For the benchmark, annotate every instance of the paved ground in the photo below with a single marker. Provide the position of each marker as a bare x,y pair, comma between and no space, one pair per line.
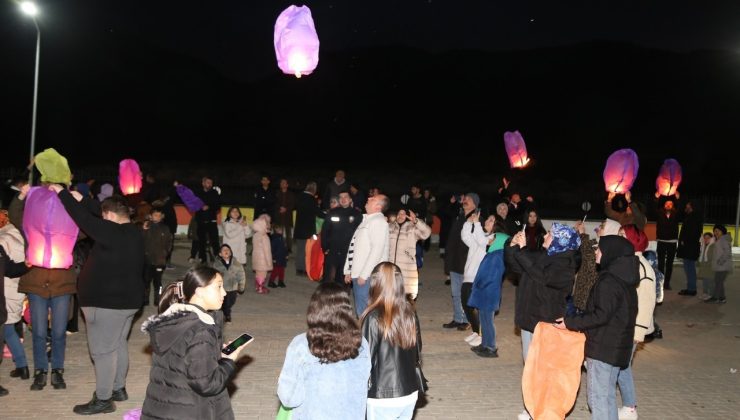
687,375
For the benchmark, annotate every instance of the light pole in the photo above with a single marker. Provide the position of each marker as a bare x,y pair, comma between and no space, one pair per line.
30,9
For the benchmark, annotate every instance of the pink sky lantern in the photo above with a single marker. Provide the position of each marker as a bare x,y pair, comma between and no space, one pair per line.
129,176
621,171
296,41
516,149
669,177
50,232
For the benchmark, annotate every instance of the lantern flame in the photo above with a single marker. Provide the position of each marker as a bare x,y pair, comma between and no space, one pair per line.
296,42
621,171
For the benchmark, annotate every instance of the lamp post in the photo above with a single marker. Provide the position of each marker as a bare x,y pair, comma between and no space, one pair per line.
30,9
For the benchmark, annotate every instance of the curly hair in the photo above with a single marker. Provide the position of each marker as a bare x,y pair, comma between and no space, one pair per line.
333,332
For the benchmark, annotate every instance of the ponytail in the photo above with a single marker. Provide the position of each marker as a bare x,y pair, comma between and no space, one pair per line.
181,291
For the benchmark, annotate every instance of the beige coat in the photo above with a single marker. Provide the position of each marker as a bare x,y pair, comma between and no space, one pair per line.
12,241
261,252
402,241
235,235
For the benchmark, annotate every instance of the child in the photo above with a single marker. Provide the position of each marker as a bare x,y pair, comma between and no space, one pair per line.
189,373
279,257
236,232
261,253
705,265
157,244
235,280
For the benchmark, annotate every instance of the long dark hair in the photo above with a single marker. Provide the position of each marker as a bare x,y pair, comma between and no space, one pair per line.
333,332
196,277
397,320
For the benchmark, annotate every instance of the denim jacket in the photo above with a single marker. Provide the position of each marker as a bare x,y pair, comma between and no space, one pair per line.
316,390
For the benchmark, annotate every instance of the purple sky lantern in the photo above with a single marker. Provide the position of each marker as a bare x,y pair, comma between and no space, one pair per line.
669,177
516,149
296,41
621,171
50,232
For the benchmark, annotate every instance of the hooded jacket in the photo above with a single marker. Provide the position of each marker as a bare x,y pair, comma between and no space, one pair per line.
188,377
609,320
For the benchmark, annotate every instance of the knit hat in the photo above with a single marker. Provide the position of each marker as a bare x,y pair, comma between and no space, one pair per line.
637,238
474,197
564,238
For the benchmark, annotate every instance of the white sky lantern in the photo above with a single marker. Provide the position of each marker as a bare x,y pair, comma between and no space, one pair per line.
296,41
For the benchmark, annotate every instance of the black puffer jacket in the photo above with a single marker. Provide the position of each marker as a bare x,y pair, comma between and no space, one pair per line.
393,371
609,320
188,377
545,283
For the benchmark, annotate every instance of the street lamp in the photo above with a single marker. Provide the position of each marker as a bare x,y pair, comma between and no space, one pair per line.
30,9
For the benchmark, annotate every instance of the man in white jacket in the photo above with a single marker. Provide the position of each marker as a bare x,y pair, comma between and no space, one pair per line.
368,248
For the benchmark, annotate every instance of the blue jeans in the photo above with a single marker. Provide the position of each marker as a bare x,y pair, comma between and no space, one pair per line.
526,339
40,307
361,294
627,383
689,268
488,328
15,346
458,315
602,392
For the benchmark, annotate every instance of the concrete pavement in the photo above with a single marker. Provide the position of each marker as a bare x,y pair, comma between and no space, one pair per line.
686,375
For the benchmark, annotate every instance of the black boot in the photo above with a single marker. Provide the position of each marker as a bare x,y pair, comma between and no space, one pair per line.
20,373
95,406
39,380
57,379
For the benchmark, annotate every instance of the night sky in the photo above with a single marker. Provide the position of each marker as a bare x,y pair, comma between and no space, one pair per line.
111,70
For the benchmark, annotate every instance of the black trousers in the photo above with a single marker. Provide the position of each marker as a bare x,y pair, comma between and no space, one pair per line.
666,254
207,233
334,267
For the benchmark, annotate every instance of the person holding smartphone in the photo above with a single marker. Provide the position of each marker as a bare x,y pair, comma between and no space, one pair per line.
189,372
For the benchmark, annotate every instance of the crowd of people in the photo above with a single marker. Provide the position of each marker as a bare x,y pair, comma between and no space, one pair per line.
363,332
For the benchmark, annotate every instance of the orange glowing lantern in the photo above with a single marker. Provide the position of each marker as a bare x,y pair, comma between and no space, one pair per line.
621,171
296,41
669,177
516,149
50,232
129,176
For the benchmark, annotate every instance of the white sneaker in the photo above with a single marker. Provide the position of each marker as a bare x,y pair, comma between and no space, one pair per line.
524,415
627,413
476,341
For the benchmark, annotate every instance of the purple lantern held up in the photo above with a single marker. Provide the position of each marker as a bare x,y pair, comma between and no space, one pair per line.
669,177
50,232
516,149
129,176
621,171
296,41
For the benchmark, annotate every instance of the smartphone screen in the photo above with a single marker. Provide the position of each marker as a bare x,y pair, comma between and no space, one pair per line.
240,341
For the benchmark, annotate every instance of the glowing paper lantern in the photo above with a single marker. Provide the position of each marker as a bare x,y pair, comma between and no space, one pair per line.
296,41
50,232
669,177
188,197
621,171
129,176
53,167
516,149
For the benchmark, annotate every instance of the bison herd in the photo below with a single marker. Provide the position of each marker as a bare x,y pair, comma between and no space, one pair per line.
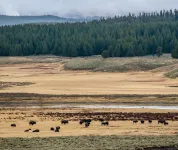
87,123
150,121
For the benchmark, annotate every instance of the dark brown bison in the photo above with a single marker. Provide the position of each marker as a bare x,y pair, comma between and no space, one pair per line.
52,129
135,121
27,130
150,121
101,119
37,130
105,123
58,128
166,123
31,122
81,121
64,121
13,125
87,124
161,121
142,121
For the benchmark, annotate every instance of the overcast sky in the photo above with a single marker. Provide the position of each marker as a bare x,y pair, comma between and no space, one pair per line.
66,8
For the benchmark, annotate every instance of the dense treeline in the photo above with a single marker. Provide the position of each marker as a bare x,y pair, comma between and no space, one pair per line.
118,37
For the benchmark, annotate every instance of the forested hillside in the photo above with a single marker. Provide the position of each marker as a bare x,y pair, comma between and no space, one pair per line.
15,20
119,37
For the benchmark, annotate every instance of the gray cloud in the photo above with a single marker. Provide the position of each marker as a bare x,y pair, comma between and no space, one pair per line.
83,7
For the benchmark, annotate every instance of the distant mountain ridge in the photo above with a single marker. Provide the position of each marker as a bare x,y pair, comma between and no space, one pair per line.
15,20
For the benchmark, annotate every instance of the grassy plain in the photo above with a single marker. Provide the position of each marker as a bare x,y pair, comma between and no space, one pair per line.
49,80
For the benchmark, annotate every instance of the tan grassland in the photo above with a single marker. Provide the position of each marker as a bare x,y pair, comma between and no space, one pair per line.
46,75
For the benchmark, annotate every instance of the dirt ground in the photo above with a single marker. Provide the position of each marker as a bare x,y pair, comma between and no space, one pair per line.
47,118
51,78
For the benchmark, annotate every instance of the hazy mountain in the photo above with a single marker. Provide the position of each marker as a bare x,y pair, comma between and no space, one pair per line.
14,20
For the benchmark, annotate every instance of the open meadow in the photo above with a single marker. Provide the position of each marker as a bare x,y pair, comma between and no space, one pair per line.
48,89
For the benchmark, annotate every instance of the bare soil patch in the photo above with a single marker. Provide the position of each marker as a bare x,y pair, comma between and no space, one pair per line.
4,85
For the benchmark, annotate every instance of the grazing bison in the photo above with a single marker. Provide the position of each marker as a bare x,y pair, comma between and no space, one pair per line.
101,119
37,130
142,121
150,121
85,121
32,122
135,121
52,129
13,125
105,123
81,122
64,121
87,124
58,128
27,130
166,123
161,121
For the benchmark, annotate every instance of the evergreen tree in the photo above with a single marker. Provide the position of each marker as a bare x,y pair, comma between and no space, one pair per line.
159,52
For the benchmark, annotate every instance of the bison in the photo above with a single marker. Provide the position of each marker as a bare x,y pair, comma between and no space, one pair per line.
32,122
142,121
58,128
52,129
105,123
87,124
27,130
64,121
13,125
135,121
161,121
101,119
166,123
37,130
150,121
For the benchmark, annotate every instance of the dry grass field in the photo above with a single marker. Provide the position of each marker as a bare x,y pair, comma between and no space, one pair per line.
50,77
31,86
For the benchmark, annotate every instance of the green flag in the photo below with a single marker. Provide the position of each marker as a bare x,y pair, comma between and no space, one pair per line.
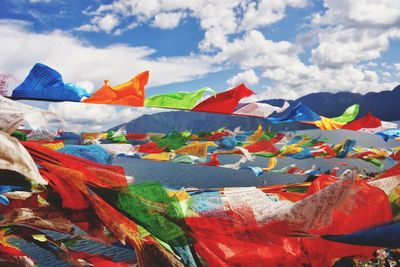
+++
Instructions for the task - Write out exactly the lines beginning with the line that holds "For the benchmark, annotate every instance of the bare" and ending with the final line of the data, both ends included, without the pictures.

Problem solution -
For the benchmark, annotate every instance of the bare soil patch in the photo above with a single marker. Provide the position of each marker as a bare x,y pair, comma between and no space, one pair per line.
4,85
For the benchmark, annotate every instance of the grazing bison in the photo above with a single marker. Provide the position of each marker as a bare x,y pair, comma between and no space, one pair per line.
101,119
37,130
142,121
150,121
85,121
32,122
135,121
52,129
13,125
105,123
81,122
64,121
87,124
58,128
27,130
166,123
161,121
For the benchmark, annotate every instance of the evergreen tree in the photo above with a single marker. Provide the position of each marker as a bare x,y pair, comma between and no space, one pair per line.
159,52
For the benchmark, annotate every instance of the bison in the photo above with a single marker. Provide the position of each marker as a bare x,y pair, comma between and no space, one pair per line.
32,122
142,121
58,128
52,129
105,123
87,124
27,130
64,121
13,125
135,121
161,121
101,119
166,123
37,130
150,121
For the benchmark, annotate every instance of the dry grass field in the photo above with a single marker. Provide the position of each marker as a bare x,y pair, comma between and no space, one pair per line.
50,77
31,86
For the benchmark, annotate every instance of the green flag in the photo below with a single marker. Provide the position of each marker as a bare x,y pair, comma between and no space, one pair per line.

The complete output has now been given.